**Problem A**
Please write out everything in the excerpt on parallel elimination-tree processing from "In [17, 18]" down to "of the implementation.".
**Problem B**
Repeat everything in the listing from the line containing "of shrubs, each" down to the end of the listing, both ends included, and nothing else.

In [17, 18] we analyzed the task-based two-level algorithm. The algorithm employs task-based parallel load balancing, highly effective on lowest levels of the elimination tree, and switches to using parallel BLAS functions for computationally demanding tasks at the upper levels of the tree (Fig. 3). This approach greatly improves performance and scaling efficiency of the implementation.

4 Exploiting Parallelism Using the Threading Building Blocks Library

Experiments have shown that the approach described above has two key problems. First, the approach assumes an explicit synchronization of the threads during the transition between levels. Such a scheme leads to the useless, from utilization of computing resources point of view, waiting for the completion of processing the nodes of the elimination tree. Taking into account that the second level of the described scheme assumes the absence of parallel processing of independent nodes, this leads to insufficient scalability when using dozens of CPU cores. Secondly, the approach requires the selection of the switching moment between two parallelization schemes, which intricately depends on the various characteristics of the original matrix.

In this paper, we propose a new scheme of parallelization based on the TBB library [27]. TBB was created to develop scalable parallel applications in terms of logical problems, not threads. In addition, Intel MKL implementation of BLAS functions also supports the use of the TBB library as a thread manager. Such support and the design of libraries allow the use of nested parallelism mechanisms for organizing the dynamic switching from parallel processing of the elimination tree nodes to parallel BLAS functions (Fig. 4).

**Information given**
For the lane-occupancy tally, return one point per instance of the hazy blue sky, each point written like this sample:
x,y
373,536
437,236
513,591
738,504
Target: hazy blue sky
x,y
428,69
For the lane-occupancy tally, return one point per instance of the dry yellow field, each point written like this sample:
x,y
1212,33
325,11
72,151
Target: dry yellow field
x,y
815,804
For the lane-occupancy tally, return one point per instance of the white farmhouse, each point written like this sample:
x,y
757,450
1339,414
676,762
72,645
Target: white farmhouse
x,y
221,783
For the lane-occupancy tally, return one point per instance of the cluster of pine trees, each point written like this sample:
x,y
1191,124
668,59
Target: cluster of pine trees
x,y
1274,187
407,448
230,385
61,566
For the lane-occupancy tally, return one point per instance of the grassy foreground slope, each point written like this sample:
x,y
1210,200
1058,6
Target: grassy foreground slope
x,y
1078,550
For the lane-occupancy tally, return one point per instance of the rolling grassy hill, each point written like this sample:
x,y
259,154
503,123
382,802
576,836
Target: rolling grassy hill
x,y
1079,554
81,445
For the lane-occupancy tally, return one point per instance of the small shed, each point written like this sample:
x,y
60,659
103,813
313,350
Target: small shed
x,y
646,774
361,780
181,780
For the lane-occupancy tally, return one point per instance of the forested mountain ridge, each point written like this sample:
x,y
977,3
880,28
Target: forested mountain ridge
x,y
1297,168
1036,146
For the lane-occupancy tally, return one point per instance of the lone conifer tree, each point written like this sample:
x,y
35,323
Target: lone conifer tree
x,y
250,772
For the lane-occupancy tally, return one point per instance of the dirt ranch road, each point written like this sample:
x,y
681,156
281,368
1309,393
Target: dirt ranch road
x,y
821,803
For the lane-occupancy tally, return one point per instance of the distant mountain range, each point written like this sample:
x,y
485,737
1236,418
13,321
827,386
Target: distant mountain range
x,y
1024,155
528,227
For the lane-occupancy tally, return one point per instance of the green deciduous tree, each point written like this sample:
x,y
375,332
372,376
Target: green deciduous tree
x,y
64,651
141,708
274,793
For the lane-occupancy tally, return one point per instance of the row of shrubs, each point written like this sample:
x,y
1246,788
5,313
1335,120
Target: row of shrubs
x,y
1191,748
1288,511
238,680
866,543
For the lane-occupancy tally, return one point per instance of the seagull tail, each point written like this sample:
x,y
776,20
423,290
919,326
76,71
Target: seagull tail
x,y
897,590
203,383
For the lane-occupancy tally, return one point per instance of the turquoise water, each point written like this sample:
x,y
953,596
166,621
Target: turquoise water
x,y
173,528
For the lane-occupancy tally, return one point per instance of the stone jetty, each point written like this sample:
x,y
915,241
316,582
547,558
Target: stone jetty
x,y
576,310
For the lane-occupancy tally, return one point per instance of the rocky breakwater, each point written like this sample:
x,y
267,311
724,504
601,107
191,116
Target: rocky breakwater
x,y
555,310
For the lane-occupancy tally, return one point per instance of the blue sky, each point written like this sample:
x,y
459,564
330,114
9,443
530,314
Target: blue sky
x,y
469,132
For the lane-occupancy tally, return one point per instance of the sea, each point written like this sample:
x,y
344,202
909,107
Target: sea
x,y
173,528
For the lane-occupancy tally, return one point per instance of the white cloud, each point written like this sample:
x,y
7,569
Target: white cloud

**Full response A**
In [17, 18] we analyzed the task-based two-level algorithm. The algorithm employs task-based parallel load balancing, highly effective on lowest levels of the elimination tree, and switches to using parallel BLAS functions for computationally demanding tasks at the upper levels of the tree (Fig. 3). This approach greatly improves performance and scaling efficiency of the implementation.

**Full response B**
For the lane-occupancy tally, return one point per instance of the row of shrubs, each point written like this sample:
x,y
1246,788
5,313
1335,120
Target: row of shrubs
x,y
1191,748
1288,511
238,680
866,543
For the lane-occupancy tally, return one point per instance of the seagull tail, each point written like this sample:
x,y
776,20
423,290
919,326
76,71
Target: seagull tail
x,y
897,590
203,383
For the lane-occupancy tally, return one point per instance of the turquoise water, each point written like this sample:
x,y
953,596
166,621
Target: turquoise water
x,y
173,528
For the lane-occupancy tally, return one point per instance of the stone jetty, each point written like this sample:
x,y
915,241
316,582
547,558
Target: stone jetty
x,y
576,310
For the lane-occupancy tally, return one point per instance of the rocky breakwater, each point written like this sample:
x,y
267,311
724,504
601,107
191,116
Target: rocky breakwater
x,y
555,310
For the lane-occupancy tally, return one point per instance of the blue sky, each point written like this sample:
x,y
459,564
330,114
9,443
530,314
Target: blue sky
x,y
469,132
For the lane-occupancy tally, return one point per instance of the sea, each point written like this sample:
x,y
344,202
909,107
Target: sea
x,y
173,528
For the lane-occupancy tally, return one point per instance of the white cloud, each point written like this sample:
x,y
7,569
Target: white cloud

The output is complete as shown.